:: KUTIPAN ::
بسم الله الرحمن الرحيم
Fiqh
Hajr (2)
Segala puji bagi Allah, shalawat dan salam semoga
terlimpah kepada Rasulullah, kepada keluarganya, kepada para sahabatnya dan
orang-orang yang mengikutinya hingga hari Kiamat, amma ba’du:
Sebelumnya telah dibahas sebagian masalah hajr dan
berikut ini lanjutannya. Semoga Allah menjadikan risalah ini ikhlas karena-Nya
dan bermanfaat, Allahumma aamin.
H. Hajr
terhadap orang yang susah
Hajr
diberlakukan terhadap orang muflis apabila keadaannya belum jelas susahnya.
Jika telah jelas susahnya, maka ia tidak ditahan dan tidak dihajr, para
penagihnya juga tidak boleh memaksanya bahkan ia wajib diberi tangguh sampai ia
lapang. Allah Subhaanahu wa Ta'aala berfirman:
“Dan jika (orang yang
berhutang itu) dalam kesukaran, maka berilah tangguh sampai dia berkelapangan. Dan
menyedekahkan (sebagian atau semua utang) itu lebih baik bagimu, jika kamu
mengetahui.” (Al Baqarah: 280)

:: BAGIAN LATIHAN ::
1 - Menurut kutipan tentang hajr, dalam keadaan apa hajr diberlakukan terhadap orang muflis?
2 - Tolong salin bagian kutipan tentang hajr dari "Segala puji bagi" sampai "belum jelas susahnya.".
3 - Tuliskan lanjutan kutipan tentang hajr, dimulai setelah kalimat terakhirnya.
Catatan di bawah ini tidak berkaitan dengan kutipan tentang hajr.

:: CATATAN TEREKSTRAK ::
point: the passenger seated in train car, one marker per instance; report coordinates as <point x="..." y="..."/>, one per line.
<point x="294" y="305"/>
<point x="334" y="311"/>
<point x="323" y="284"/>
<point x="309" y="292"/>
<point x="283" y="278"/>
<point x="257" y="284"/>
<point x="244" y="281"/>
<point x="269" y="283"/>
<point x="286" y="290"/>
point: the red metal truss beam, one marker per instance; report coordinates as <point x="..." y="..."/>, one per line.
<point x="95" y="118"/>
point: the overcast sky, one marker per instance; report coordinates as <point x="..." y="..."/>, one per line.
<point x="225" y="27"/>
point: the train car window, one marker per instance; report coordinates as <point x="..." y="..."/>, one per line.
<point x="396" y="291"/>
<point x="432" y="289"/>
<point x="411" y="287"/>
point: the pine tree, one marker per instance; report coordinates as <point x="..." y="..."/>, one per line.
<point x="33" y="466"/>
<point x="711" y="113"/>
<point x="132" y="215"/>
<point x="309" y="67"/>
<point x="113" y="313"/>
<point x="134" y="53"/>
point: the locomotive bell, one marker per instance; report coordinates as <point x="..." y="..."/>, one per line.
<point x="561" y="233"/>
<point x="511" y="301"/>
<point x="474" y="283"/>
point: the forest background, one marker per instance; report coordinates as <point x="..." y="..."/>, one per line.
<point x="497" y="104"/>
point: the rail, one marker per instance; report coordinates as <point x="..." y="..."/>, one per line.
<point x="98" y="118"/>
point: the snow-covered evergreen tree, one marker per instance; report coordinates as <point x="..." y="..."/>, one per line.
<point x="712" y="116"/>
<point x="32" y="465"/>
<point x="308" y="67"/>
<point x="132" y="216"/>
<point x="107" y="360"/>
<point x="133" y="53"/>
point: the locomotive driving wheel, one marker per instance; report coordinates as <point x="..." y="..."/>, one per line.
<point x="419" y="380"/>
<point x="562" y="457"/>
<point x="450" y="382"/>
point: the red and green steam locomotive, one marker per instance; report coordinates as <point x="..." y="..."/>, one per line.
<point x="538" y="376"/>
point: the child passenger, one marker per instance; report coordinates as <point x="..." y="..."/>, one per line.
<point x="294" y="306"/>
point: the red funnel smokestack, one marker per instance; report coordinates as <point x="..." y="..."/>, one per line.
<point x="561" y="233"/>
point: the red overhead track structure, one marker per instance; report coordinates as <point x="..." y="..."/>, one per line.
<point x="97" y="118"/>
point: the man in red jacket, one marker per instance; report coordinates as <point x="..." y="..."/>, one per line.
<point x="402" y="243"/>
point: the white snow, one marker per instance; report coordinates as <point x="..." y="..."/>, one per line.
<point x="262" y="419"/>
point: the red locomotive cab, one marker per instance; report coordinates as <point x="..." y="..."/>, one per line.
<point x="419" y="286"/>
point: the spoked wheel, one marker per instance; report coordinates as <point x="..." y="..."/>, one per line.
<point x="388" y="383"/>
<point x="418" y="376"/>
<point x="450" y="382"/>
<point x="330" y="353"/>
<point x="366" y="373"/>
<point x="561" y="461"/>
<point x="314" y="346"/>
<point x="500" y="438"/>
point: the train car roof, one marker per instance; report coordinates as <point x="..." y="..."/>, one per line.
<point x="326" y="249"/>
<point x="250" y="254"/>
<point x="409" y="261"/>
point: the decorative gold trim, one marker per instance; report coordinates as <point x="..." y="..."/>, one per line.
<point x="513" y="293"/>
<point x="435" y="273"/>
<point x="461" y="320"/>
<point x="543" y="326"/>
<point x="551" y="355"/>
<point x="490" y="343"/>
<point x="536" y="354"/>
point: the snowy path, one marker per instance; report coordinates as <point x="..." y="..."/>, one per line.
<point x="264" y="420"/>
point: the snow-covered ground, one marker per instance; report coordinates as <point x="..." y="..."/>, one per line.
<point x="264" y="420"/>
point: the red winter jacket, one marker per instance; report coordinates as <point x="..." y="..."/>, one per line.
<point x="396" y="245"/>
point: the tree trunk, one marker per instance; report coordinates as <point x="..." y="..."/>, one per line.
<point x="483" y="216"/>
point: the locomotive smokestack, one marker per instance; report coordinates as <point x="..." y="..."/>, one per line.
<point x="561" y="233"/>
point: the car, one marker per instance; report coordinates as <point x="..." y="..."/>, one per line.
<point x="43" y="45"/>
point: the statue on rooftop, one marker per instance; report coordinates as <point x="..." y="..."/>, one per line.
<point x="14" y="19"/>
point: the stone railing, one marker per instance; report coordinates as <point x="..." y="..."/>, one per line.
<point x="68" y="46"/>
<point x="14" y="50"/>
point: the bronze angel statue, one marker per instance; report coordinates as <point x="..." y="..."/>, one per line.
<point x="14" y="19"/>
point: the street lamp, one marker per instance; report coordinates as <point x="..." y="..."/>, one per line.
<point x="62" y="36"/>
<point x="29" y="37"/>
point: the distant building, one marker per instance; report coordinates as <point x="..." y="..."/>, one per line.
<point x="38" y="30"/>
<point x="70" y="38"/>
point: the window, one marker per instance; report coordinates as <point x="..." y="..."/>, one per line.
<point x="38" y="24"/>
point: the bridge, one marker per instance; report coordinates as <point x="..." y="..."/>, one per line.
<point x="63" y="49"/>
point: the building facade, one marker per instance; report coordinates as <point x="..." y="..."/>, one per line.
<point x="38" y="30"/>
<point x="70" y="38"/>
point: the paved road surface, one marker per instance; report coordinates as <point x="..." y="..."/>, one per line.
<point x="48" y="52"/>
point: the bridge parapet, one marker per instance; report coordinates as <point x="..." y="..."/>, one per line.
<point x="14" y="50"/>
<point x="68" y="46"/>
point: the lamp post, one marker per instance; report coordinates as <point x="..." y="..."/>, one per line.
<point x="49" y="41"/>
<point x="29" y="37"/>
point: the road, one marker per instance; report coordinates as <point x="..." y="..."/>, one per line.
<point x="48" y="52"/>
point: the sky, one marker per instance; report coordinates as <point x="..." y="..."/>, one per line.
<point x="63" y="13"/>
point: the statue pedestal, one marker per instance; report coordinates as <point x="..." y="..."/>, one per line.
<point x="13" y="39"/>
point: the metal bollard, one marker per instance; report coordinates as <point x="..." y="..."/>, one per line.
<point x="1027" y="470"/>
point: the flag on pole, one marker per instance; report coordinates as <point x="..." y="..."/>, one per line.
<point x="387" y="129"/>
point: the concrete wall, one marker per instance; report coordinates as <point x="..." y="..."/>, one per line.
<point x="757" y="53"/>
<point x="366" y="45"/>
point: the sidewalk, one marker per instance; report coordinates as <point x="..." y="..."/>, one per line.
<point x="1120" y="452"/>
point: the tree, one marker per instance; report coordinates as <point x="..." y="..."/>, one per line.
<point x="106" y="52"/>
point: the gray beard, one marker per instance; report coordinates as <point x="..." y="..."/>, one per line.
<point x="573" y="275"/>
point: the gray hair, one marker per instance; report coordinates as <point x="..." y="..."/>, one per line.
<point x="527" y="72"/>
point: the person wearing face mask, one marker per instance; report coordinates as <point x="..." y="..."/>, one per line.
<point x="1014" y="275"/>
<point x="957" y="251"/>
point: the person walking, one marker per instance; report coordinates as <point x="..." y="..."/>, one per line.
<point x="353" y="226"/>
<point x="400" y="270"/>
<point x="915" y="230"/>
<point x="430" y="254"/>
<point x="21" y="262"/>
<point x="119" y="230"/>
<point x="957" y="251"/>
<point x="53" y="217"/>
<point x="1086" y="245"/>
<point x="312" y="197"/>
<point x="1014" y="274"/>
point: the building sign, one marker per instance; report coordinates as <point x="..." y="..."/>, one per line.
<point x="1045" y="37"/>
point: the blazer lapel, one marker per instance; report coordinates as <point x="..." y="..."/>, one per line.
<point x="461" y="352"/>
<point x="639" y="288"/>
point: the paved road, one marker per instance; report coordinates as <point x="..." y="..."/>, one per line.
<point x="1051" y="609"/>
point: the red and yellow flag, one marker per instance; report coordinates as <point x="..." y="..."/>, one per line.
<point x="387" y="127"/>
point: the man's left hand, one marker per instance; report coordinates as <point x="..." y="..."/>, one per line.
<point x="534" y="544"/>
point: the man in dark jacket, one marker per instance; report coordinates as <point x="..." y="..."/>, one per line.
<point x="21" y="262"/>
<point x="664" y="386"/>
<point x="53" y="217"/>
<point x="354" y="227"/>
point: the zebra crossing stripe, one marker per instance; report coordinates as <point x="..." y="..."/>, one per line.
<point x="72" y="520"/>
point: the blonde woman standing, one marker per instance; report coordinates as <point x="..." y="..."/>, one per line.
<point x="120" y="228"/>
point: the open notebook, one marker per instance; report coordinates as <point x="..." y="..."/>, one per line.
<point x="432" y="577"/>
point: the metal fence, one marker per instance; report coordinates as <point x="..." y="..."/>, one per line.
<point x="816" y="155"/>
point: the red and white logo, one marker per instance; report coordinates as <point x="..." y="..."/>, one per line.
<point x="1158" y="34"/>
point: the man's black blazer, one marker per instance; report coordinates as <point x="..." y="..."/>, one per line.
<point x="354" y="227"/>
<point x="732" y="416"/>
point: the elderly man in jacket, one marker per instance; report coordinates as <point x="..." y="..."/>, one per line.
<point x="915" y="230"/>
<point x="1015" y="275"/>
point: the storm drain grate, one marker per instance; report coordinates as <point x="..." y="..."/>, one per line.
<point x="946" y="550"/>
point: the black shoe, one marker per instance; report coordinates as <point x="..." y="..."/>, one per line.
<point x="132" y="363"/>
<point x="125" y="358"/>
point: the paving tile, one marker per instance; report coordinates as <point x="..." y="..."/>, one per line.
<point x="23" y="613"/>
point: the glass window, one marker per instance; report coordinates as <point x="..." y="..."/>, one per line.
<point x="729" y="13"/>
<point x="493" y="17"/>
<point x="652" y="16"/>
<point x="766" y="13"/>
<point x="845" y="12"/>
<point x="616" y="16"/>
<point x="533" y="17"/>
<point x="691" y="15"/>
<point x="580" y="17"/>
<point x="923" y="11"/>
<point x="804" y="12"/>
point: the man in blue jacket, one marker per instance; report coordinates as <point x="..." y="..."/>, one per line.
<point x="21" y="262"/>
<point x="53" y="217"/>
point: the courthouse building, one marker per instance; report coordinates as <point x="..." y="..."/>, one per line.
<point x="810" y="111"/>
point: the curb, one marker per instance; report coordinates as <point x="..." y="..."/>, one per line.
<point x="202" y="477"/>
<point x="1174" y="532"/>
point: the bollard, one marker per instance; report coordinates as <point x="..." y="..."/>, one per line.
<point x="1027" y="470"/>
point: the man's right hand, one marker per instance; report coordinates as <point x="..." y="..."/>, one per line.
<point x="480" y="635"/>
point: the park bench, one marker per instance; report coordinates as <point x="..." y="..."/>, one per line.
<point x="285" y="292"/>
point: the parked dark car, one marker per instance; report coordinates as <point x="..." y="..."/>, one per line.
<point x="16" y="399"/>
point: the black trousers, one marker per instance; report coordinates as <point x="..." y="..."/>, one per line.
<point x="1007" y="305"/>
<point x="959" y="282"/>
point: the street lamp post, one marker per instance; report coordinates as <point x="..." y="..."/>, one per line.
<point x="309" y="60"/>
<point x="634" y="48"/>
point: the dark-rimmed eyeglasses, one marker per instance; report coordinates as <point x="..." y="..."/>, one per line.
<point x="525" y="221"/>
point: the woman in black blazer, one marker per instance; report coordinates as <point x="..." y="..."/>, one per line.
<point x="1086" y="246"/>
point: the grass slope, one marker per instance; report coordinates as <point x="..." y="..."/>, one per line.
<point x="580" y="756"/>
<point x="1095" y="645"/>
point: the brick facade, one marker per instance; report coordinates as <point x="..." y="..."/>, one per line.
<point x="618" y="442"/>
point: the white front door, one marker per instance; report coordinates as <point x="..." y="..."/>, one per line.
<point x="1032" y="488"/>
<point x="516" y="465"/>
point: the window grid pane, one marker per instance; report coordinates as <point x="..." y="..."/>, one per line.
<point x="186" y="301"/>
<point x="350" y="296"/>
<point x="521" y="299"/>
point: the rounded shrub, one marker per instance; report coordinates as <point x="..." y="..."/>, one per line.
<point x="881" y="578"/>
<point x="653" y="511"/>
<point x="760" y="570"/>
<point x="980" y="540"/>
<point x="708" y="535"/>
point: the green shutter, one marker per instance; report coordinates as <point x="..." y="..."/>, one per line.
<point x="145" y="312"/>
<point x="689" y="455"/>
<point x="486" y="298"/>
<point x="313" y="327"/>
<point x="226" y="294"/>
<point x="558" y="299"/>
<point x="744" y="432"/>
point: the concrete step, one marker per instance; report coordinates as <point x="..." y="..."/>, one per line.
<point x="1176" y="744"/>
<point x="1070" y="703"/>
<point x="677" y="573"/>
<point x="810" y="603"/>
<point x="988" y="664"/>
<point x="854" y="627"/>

:: JAWABAN TIAP TUGAS ::
1 - Apabila keadaannya belum jelas susahnya.

2 -
Segala puji bagi Allah, shalawat dan salam semoga
terlimpah kepada Rasulullah, kepada keluarganya, kepada para sahabatnya dan
orang-orang yang mengikutinya hingga hari Kiamat, amma ba’du:
Sebelumnya telah dibahas sebagian masalah hajr dan
berikut ini lanjutannya. Semoga Allah menjadikan risalah ini ikhlas karena-Nya
dan bermanfaat, Allahumma aamin.
H. Hajr
terhadap orang yang susah
Hajr
diberlakukan terhadap orang muflis apabila keadaannya belum jelas susahnya.

3 -
Imam Muslim meriwayatkan
bahwa ada seorang yang punya banyak hutang, buah-buah yang dibelinya terkena
musibah sehingga hutangnya menumpuk, maka Nabi shallallahu 'alaihi wa sallam
bersabda, "Bersedekahlah kepadanya", maka orang-orang pun bersedekah
kepadanya, namun ternyata belum cukup untuk melunasi. Maka Rasulullah
shallallahu 'alaihi wa sallam bersabda kepada para penagihnya:
خُذُوا مَا وَجَدْتُمْ وَلَيْسَ لَكُمْ إِلَّا ذَلِكَ
"Ambillah yang kalian dapatkan, kalian hanya memperoleh itu
saja."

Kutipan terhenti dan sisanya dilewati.